### Exercise data
━━━━━━

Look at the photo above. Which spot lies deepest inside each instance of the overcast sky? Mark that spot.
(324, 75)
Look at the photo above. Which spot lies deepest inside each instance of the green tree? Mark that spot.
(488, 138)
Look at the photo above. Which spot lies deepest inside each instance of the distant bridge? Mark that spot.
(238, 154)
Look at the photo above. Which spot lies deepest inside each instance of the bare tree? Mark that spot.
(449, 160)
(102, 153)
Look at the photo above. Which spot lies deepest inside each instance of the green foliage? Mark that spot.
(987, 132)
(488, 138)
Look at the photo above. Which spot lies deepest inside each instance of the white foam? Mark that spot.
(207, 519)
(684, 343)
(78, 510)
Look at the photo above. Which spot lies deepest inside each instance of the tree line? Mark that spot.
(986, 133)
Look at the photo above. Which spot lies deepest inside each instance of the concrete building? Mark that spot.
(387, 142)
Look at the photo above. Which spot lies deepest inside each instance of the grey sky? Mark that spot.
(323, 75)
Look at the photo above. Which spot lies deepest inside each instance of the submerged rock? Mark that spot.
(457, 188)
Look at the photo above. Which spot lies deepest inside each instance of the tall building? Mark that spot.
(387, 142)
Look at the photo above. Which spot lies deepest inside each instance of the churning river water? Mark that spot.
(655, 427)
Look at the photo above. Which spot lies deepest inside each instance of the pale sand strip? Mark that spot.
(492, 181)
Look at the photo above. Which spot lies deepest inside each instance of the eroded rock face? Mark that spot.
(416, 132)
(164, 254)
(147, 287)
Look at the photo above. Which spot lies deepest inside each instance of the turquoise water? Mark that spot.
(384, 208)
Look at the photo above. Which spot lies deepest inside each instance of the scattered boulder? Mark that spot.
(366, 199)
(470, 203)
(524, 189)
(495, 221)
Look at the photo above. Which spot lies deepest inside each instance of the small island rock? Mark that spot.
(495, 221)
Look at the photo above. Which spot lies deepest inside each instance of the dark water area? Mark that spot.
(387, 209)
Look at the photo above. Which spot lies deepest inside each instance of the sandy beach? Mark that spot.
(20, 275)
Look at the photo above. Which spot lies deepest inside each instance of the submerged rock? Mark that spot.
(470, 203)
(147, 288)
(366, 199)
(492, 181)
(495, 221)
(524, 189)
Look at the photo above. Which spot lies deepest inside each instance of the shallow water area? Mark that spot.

━━━━━━

### What needs to be done
Convert every item above into a numbered list, omitting any blank lines.

### Completed task
1. Look at the photo above. Which spot lies deepest inside each instance of the overcast sky? Mark that spot.
2. (324, 75)
3. Look at the photo above. Which spot lies deepest inside each instance of the green tree? Mark that spot.
4. (488, 138)
5. Look at the photo above. Which spot lies deepest inside each instance of the distant bridge? Mark that spot.
6. (238, 154)
7. Look at the photo above. Which spot lies deepest inside each instance of the bare tree? Mark that spot.
8. (449, 160)
9. (102, 153)
10. Look at the photo above. Which spot lies deepest inside each instance of the green foliage? Mark that spot.
11. (987, 132)
12. (488, 138)
13. Look at the photo above. Which spot lies deepest inside each instance of the white foam? Mark that spot.
14. (207, 519)
15. (684, 343)
16. (78, 510)
17. Look at the photo above. Which spot lies deepest inside each instance of the tree line? Mark that spot.
18. (986, 133)
19. Look at the photo above. Which spot lies deepest inside each instance of the concrete building? Mark that spot.
20. (387, 142)
21. Look at the photo above. Which spot lies deepest inside each instance of the grey sky? Mark that spot.
22. (323, 75)
23. Look at the photo above. Which spot lies deepest inside each instance of the submerged rock? Mark that spot.
24. (457, 188)
25. Look at the photo above. Which spot lies deepest inside each instance of the tall building? Mark that spot.
26. (387, 142)
27. Look at the photo above. Which spot lies deepest inside each instance of the churning river water? Mark that spot.
28. (655, 427)
29. Look at the photo above. Which spot lies deepest inside each instance of the pale sand strip? Mark that spot.
30. (492, 181)
31. Look at the photo above. Which spot lies deepest inside each instance of the eroded rock face? Mark that spot.
32. (416, 132)
33. (164, 254)
34. (147, 287)
35. Look at the photo above. Which spot lies deepest inside each instance of the turquoise water? Mark that spot.
36. (384, 208)
37. Look at the photo above. Which spot lies deepest inside each instance of the scattered boulder? Mark that spot.
38. (366, 199)
39. (470, 203)
40. (524, 189)
41. (495, 221)
42. Look at the photo above. Which spot lies deepest inside each instance of the small island rock? Mark that spot.
43. (495, 221)
44. Look at the photo above. Which spot lies deepest inside each instance of the dark water area? Mark that spot.
45. (387, 209)
46. Look at the photo above. Which spot lies deepest inside each instance of the sandy beach? Mark that spot.
47. (20, 275)
48. Look at the photo above. Which spot lies deepest inside each instance of the submerged rock? Mark that spot.
49. (470, 203)
50. (147, 288)
51. (366, 199)
52. (492, 181)
53. (495, 221)
54. (524, 189)
55. Look at the photo above. Which spot lies deepest inside each instance of the shallow water area? Mark that spot.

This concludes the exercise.